Required task: Write out every line of the entries below exactly as they appear, leaving out the pictures.

(Entries from a box labeling dataset)
# # # #

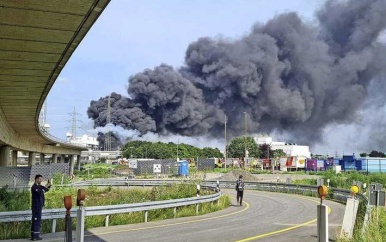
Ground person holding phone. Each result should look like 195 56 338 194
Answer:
31 174 51 240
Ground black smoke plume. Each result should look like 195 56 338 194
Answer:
97 132 122 150
88 0 386 142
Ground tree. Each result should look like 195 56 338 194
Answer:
227 137 260 158
200 147 224 158
122 140 223 159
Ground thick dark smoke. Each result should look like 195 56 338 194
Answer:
88 0 386 142
97 132 122 150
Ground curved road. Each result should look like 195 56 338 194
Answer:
9 190 345 242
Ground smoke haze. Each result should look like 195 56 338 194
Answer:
88 0 386 150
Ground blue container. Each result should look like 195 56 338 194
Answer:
355 160 363 171
324 159 334 170
178 160 189 176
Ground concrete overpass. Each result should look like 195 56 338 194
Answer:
0 0 110 166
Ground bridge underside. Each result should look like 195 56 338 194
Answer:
0 0 109 154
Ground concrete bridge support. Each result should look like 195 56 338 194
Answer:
39 153 46 164
0 145 11 166
12 150 17 166
28 152 36 166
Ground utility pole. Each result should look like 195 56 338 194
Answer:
177 137 180 162
224 115 227 169
105 96 111 151
71 107 76 139
244 112 248 162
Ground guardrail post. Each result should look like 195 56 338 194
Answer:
51 219 56 233
76 189 86 242
64 196 72 242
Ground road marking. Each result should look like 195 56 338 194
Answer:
85 201 250 237
236 191 332 242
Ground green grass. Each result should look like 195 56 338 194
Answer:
0 181 230 240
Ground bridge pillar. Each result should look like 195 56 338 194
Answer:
28 152 36 166
51 154 58 164
0 145 11 166
39 153 46 165
12 150 17 166
70 155 75 175
76 155 80 171
60 155 66 163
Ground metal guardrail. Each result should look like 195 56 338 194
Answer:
0 179 367 233
0 181 221 233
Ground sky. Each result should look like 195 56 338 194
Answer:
46 0 386 154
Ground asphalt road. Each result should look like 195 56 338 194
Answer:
12 190 345 242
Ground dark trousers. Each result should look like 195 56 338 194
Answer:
237 191 244 205
31 208 42 239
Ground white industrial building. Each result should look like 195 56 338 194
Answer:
254 136 311 158
66 133 99 150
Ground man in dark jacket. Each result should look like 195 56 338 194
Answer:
31 175 51 240
236 175 244 206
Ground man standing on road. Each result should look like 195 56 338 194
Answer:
31 175 51 240
236 175 244 206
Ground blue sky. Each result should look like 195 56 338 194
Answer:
47 0 358 153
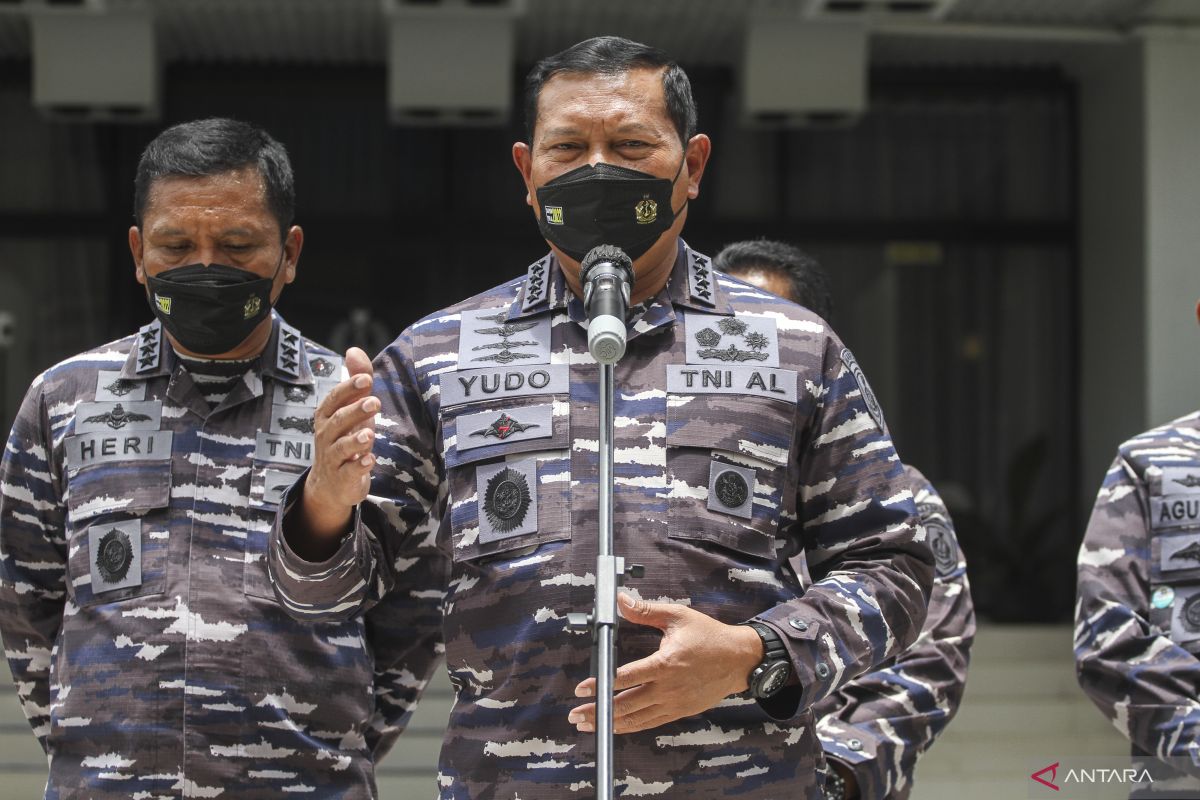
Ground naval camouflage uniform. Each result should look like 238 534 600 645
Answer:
0 317 437 799
812 465 976 800
270 243 932 800
1075 413 1200 798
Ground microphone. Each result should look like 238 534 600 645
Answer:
580 245 634 363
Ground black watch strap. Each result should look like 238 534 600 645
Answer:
746 620 788 664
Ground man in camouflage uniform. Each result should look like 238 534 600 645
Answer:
270 37 932 800
0 120 437 799
713 240 976 800
1075 398 1200 798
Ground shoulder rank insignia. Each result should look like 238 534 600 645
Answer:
133 319 162 374
275 321 304 379
841 348 888 433
521 255 550 311
688 249 716 307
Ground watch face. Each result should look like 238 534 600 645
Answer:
755 661 792 697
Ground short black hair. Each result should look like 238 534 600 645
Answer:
713 239 833 319
524 36 696 146
133 118 296 235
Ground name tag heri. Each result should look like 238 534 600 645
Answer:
64 431 172 470
254 431 312 467
1159 465 1200 494
684 313 779 367
667 363 797 403
1150 494 1200 530
455 403 554 452
88 519 142 595
439 363 571 408
96 369 146 403
74 398 162 433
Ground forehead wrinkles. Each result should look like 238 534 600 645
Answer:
538 70 674 138
145 167 268 216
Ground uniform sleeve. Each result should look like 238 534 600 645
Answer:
1075 457 1200 776
269 336 449 623
0 381 67 748
812 468 976 800
757 337 934 720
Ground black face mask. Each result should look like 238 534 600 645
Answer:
146 257 283 355
538 161 688 261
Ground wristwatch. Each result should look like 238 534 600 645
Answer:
745 621 792 700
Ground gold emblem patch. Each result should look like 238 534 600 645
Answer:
241 295 263 319
634 197 659 225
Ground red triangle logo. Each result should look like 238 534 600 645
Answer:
1030 762 1060 792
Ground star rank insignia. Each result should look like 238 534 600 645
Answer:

# # # #

Response:
Ground person holding phone. Each result should look like 195 56 338 194
Answer:
31 174 51 240
Ground black smoke plume. Each result should look like 195 56 338 194
Answer:
97 132 122 150
88 0 386 142
Ground tree. Each result should look like 195 56 338 194
Answer:
227 137 260 158
200 147 224 158
122 140 223 159
Ground thick dark smoke. Each result should look like 195 56 338 194
Answer:
88 0 386 142
97 132 122 150
Ground curved road. Each result should look like 195 56 338 194
Answer:
9 190 345 242
Ground smoke haze. Each result should look like 195 56 338 194
Answer:
88 0 386 150
Ground blue container. Each result should look like 195 56 338 194
Answer:
355 160 363 171
324 159 334 170
178 160 189 176
Ground concrete overpass. Each result should look like 195 56 338 194
Answer:
0 0 110 166
Ground bridge underside. Each result should look like 195 56 338 194
Answer:
0 0 109 154
Ground concrete bridge support. Each result should look like 195 56 338 194
Answer:
39 153 46 164
0 145 11 166
12 150 17 166
28 152 36 166
Ground utility pole. Each result should look like 195 56 338 194
Answer:
177 137 180 162
224 115 227 169
105 96 111 151
71 107 76 139
244 112 248 162
Ground guardrail post. Each result should look like 195 56 338 194
Answer:
51 219 56 233
76 189 86 242
64 196 72 242
Ground road marking. Each result should look like 195 56 338 194
Answer:
85 201 250 237
236 191 332 242
Ground green grass. Each result should look like 195 56 338 194
Answer:
0 181 230 240
Ground bridge pillar. Each result should look like 195 56 338 194
Answer:
28 152 36 166
51 154 58 164
0 145 11 166
39 153 46 165
12 150 17 166
70 155 75 175
76 155 80 171
60 155 66 163
Ground metal guardrail. Each result should look like 195 56 338 194
Answer:
0 179 367 233
0 181 221 233
Ground sky. Each result should look like 195 56 338 194
Answer:
46 0 386 154
Ground asphalt road. Each result should look like 195 56 338 194
Answer:
12 190 345 242
Ground dark trousers. Each result should look like 195 56 338 194
Answer:
237 191 244 205
31 208 42 239
Ground white industrial building. Each result should look like 195 56 338 194
Answer:
254 136 311 158
66 133 99 150
Ground man in dark jacket. Each result should look like 195 56 338 194
Answer:
31 175 51 240
236 175 244 206
Ground man standing on road. Each result should look like 195 56 338 194
Answer:
31 175 51 240
236 175 244 206
Ground blue sky. Each result should look like 195 56 338 194
Answer:
47 0 358 153
Ground naval camouflage uniform. Each result should look like 238 534 600 645
Answer:
0 317 437 799
812 465 976 800
270 243 932 800
1075 413 1200 798
Ground microphone. Each result should look like 238 534 600 645
Answer:
580 245 634 363
Ground black watch strap. Each result should look like 238 534 600 645
Answer:
746 620 788 664
Ground man in camouflage uniform. Each result should look like 238 534 600 645
Answer:
270 37 932 800
0 120 437 799
713 240 976 800
1075 398 1200 798
Ground shoulder rank insignia. Each result should look like 238 534 600 645
Answer:
133 319 162 374
275 321 304 379
841 348 888 433
521 255 550 311
688 249 716 307
Ground watch face. Each result should look like 238 534 600 645
Answer:
755 661 792 697
Ground short black hair. Each result should look like 238 534 600 645
Answer:
713 239 833 319
524 36 696 146
133 118 296 235
Ground name tag heri. Each result should look like 238 534 600 645
Answer:
64 431 172 470
254 431 312 467
1159 465 1200 494
684 313 779 367
667 363 797 403
1150 494 1200 530
455 403 554 452
88 519 142 595
439 363 571 408
96 369 146 403
74 398 162 433
Ground forehead wrinkles. Each result should look like 238 534 600 645
Answer:
538 70 674 138
145 167 268 216
Ground uniform sleeve. Each result should look like 238 534 600 645
Answer:
1075 457 1200 776
269 336 449 623
0 381 67 748
812 468 976 800
757 337 934 720
Ground black face mask. Each result should look like 238 534 600 645
Answer:
146 257 283 355
538 161 688 261
Ground wristwatch. Each result should look like 238 534 600 645
Answer:
745 621 792 700
Ground gold emblem patch. Each result should look like 238 534 600 645
Answer:
241 295 263 319
634 197 659 225
Ground red triangle logo. Each result should look like 238 534 600 645
Answer:
1030 762 1060 792
Ground star rank insignia. Each result should look like 238 534 600 645
Answer:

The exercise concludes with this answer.